◆ EXERCISE DIRECTIONS ◆
Can you reproduce all of the material below with "keypoint" swapped out for "marker" wherever it occurs, leaving every other word unchanged?

◆ DATA LINES ◆
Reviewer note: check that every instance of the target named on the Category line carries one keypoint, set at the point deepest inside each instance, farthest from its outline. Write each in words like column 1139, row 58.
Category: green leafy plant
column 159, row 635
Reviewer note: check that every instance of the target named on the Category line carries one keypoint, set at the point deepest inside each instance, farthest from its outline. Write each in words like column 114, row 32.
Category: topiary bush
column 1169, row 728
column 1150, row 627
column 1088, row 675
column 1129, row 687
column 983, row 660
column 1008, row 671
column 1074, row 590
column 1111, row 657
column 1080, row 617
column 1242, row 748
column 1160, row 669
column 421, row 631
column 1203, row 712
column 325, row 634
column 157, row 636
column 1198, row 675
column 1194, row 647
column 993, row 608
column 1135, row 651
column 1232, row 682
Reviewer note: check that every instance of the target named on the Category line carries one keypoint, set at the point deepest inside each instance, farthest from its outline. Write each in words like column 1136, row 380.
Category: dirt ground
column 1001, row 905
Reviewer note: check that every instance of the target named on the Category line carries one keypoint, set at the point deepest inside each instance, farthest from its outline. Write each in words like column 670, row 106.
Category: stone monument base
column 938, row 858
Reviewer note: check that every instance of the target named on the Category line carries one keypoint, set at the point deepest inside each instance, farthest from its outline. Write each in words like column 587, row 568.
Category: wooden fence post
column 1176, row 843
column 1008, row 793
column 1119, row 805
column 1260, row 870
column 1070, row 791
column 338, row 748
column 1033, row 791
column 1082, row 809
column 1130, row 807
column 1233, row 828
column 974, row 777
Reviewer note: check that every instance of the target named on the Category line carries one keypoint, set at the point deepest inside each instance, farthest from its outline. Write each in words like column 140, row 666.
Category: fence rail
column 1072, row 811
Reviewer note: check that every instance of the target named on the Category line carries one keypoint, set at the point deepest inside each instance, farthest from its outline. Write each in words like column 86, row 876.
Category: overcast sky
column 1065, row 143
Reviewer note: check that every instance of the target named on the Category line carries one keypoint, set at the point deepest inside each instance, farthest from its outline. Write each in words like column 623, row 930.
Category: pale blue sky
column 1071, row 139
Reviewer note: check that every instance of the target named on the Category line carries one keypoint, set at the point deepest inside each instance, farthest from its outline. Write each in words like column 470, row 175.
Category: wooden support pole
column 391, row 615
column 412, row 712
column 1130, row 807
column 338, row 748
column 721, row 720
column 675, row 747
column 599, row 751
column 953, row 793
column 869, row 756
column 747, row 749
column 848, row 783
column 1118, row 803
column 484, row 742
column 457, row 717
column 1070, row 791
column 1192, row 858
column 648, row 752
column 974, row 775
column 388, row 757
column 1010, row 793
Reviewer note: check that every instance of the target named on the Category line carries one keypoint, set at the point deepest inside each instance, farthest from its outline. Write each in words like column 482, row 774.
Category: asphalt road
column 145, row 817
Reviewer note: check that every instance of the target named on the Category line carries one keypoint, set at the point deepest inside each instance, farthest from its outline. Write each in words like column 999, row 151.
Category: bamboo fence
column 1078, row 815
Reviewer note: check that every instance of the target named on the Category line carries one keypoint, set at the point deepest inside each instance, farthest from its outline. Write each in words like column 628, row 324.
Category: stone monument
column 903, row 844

◆ SOLUTION FOR THIS PROBLEM ◆
Reviewer note: check that every instance of the target named on the Category line carries one marker, set at the point deepest inside each instance, farthest from its outline. Write each in words like column 1139, row 58.
Category: green leafy plant
column 159, row 635
Reviewer note: check that every instance of the target named on the Category line carries one marker, set at the point deepest inside each instance, farthest from its outline. Write each in words like column 114, row 32.
Category: topiary bush
column 1169, row 728
column 1150, row 627
column 1088, row 675
column 1129, row 687
column 983, row 660
column 1008, row 671
column 1074, row 590
column 1111, row 657
column 1080, row 617
column 1242, row 748
column 1160, row 669
column 421, row 631
column 1203, row 712
column 325, row 634
column 157, row 636
column 1198, row 675
column 1194, row 647
column 993, row 608
column 1135, row 651
column 1232, row 682
Reviewer note: check that every instance of the target named on the Category line carries one marker, set at the point deepest inside each instance, farthest from its outline. Write each in words like column 1136, row 380.
Category: dirt ground
column 1001, row 905
Reviewer note: check that every instance of the target named on the Category line carries one marker, set at the point deepest inside each instance, farthest from its outline. Write each in words like column 670, row 106.
Category: stone monument base
column 938, row 858
Reviewer note: check that every instance of the target named on the Category line carries one marker, set at the point deepest inside each instance, farthest from its outline. Write each in words like column 587, row 568.
Category: wooden fence post
column 1176, row 843
column 1008, row 793
column 1119, row 805
column 1260, row 870
column 1070, row 791
column 338, row 748
column 1033, row 791
column 1082, row 809
column 1130, row 807
column 1233, row 828
column 974, row 777
Reviewer note: check that every instance of the target named on the Category line carries one marker, set at the point deepest inside each instance, farthest from its outline. Write each in words like column 140, row 666.
Category: fence rail
column 1072, row 811
Reviewer note: check that every instance of the target named on the Category line carries one marker, set at the point deepest inside each instance, farthest from its outline. Write each in words like column 86, row 876.
Category: overcast sky
column 1065, row 143
Reviewer note: check that every instance of the target named on the Category line carries one marker, set at the point deepest inside each instance, farthest from its outline. Write each in words like column 623, row 930.
Category: pale blue sky
column 1071, row 139
Reviewer note: check that every instance of the target named on the Category line carries one marker, set at the point deepest inside each instance, farthest from its outline. Write each in words like column 470, row 175.
Category: wooden support pole
column 391, row 615
column 412, row 712
column 1130, row 807
column 338, row 748
column 721, row 720
column 675, row 747
column 599, row 751
column 953, row 793
column 869, row 756
column 747, row 749
column 848, row 783
column 1118, row 803
column 484, row 742
column 457, row 717
column 1070, row 791
column 1192, row 858
column 648, row 752
column 974, row 775
column 388, row 757
column 1010, row 793
Reviewer note: check that every instance of the target named on the Category line carries one marker, set at the point deepest inside each instance, farthest from its outline. Write each in words like column 482, row 774.
Category: asphalt road
column 145, row 817
Reviewer note: check that every instance of the target named on the Category line carries one marker, set at the point deepest inside each instance, farthest from its outline. Write each in words like column 999, row 151.
Category: bamboo fence
column 1078, row 815
Reviewer note: check that every instance of the target named on the Category line carries one marker, set at the point deepest inside each instance, farthest from its outline. Write each in words like column 628, row 324.
Category: stone monument
column 903, row 844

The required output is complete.